> Records shown
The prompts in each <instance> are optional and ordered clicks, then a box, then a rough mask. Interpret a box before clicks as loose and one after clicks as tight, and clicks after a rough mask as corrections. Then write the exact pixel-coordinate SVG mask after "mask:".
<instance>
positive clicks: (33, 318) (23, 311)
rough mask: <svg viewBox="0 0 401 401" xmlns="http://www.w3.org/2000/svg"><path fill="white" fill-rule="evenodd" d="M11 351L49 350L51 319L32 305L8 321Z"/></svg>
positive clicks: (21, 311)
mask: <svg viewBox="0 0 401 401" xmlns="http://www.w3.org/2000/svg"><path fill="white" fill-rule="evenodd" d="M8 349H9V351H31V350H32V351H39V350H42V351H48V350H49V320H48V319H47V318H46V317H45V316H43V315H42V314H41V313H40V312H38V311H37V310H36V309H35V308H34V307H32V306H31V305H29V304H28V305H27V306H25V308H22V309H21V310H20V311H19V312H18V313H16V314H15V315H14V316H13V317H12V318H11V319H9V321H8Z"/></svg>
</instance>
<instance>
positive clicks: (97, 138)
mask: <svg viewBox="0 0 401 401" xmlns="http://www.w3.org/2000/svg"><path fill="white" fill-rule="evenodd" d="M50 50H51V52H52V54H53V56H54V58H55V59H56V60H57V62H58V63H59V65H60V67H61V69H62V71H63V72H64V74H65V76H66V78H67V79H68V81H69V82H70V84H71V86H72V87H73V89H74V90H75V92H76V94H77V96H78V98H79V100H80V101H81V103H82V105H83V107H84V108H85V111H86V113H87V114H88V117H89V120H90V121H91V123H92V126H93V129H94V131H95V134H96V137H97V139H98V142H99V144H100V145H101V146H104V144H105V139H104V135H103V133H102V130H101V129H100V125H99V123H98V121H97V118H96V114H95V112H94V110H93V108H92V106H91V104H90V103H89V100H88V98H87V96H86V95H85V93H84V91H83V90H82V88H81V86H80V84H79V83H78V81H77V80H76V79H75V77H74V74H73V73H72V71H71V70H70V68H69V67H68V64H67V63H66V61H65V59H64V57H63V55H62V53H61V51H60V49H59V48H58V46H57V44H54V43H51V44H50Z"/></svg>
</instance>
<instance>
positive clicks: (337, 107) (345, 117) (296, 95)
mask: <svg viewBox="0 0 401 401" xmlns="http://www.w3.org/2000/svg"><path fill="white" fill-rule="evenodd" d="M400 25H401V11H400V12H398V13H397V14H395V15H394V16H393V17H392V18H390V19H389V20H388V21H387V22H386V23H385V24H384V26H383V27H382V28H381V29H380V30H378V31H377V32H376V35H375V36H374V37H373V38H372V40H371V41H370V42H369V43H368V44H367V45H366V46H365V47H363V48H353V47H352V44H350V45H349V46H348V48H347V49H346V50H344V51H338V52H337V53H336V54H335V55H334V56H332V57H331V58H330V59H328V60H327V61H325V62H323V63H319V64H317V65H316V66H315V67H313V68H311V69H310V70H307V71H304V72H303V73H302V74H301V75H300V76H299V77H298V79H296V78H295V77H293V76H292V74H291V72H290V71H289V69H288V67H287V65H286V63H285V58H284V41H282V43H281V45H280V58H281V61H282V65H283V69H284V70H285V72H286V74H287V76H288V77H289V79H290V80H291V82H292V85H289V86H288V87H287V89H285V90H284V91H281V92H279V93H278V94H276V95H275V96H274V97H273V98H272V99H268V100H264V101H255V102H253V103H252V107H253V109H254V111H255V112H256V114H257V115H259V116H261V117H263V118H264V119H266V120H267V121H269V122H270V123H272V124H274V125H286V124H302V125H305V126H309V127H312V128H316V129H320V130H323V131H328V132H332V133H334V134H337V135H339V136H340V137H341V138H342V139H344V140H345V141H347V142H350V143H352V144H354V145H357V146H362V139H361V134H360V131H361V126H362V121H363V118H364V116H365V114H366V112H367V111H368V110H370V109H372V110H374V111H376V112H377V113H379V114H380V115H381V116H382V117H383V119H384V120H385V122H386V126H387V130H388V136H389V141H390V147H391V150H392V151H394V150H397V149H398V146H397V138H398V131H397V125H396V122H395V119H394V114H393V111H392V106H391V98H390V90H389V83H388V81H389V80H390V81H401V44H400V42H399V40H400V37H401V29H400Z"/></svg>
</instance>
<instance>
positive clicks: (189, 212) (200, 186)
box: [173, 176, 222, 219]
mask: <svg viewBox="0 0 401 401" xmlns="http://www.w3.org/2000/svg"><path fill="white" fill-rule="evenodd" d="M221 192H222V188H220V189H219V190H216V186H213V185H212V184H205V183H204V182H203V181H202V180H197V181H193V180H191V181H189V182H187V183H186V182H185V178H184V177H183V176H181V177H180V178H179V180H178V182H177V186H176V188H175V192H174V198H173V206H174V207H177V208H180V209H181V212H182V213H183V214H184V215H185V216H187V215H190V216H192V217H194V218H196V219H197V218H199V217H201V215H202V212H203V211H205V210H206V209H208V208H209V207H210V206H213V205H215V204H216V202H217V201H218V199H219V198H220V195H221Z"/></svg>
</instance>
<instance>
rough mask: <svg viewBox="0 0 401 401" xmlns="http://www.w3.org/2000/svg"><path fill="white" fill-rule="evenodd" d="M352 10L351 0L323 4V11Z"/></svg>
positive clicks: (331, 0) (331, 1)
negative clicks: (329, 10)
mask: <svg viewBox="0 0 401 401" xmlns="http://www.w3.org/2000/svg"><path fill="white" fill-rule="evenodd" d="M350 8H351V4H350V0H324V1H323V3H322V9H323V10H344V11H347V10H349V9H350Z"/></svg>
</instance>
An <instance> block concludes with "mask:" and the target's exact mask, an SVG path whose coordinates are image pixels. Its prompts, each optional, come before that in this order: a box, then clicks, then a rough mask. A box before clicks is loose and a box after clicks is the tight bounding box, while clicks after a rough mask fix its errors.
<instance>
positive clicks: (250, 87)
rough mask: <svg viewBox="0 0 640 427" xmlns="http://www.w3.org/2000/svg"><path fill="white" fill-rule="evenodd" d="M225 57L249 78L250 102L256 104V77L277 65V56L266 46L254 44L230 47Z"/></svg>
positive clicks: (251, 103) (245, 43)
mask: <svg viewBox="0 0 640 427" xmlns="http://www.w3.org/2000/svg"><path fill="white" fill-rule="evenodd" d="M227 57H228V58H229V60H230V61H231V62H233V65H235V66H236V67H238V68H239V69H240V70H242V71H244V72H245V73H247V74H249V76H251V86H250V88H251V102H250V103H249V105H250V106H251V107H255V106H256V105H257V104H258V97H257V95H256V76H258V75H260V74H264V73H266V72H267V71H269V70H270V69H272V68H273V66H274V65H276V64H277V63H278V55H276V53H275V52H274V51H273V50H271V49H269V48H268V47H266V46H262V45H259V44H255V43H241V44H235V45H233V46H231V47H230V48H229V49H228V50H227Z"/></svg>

> Exercise
How many lines in the data contain the string "prompts"? Respond with the number only.

> Finished task
2